▸ **The exercise**:
Copy out each line below that contains the string "blurred" with the same letter case.

--- start Input for this task ---

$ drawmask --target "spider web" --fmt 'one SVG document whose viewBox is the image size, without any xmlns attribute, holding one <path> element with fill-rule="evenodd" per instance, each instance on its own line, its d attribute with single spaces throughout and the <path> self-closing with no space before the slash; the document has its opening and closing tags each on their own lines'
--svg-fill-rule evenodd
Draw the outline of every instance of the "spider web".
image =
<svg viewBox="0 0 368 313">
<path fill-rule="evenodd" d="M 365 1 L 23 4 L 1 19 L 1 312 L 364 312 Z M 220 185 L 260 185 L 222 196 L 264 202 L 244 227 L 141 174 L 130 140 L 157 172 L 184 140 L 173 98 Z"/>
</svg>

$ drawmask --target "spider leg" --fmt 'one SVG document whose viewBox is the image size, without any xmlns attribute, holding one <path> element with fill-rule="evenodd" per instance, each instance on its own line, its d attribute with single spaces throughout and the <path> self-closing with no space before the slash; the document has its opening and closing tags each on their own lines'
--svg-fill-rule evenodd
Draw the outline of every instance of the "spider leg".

--- end Input for this task ---
--- start Input for this task ---

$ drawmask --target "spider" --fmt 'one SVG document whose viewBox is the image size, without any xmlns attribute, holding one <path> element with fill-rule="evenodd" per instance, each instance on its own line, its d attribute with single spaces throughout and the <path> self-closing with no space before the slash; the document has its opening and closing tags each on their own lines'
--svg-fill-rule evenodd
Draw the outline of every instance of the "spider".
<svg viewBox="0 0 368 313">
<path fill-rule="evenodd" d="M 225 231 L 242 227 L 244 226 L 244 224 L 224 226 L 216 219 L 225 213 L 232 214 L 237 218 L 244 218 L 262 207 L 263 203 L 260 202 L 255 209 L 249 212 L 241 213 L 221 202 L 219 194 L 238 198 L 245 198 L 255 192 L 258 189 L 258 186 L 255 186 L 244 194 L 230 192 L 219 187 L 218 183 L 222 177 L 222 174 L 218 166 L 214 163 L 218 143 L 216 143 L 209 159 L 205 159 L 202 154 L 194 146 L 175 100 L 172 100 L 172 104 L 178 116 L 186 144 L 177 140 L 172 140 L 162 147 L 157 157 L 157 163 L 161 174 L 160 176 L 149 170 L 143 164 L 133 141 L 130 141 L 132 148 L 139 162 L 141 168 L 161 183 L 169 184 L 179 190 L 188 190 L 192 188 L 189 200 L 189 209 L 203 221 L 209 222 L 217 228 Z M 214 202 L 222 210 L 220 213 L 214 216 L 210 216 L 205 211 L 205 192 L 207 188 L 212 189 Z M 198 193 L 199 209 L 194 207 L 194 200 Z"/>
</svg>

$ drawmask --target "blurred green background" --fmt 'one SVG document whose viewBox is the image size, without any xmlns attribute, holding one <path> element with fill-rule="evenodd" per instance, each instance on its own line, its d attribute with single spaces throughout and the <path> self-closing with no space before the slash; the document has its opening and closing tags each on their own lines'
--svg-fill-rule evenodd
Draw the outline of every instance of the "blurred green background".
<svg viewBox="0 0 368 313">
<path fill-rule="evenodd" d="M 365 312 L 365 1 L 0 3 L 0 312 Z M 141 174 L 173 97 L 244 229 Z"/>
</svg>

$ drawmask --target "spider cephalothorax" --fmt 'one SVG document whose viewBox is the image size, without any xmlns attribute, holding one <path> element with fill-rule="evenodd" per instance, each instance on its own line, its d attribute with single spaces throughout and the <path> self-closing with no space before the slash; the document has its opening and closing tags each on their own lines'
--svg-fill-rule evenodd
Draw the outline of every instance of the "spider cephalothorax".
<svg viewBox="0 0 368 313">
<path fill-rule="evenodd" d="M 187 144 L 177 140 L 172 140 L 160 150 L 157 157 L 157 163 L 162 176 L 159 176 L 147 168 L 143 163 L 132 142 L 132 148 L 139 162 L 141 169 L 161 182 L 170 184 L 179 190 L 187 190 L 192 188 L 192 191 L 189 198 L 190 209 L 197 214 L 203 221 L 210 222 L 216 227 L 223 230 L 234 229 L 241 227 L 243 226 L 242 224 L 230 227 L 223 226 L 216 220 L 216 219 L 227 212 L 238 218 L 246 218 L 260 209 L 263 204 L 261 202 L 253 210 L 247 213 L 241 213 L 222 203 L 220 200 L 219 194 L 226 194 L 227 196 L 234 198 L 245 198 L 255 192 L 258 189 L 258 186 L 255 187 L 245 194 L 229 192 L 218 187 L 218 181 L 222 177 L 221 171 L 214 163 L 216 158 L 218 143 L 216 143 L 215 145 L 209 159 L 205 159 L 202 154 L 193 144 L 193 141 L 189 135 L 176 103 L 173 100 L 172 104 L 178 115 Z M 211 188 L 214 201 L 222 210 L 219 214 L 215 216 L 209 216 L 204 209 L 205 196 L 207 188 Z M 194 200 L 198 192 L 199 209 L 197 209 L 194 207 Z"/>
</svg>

--- end Input for this task ---

▸ **Task response**:
$ drawmask --target "blurred green background" --fmt 'one SVG document whose viewBox is the image size, without any xmlns attribute, holding one <path> element with fill-rule="evenodd" per instance, each instance on its own line, its d attribute with single spaces throughout and the <path> self-closing with no space before the slash; the document has its opening and closing tags each on their own lines'
Draw the outline of every instance of the "blurred green background".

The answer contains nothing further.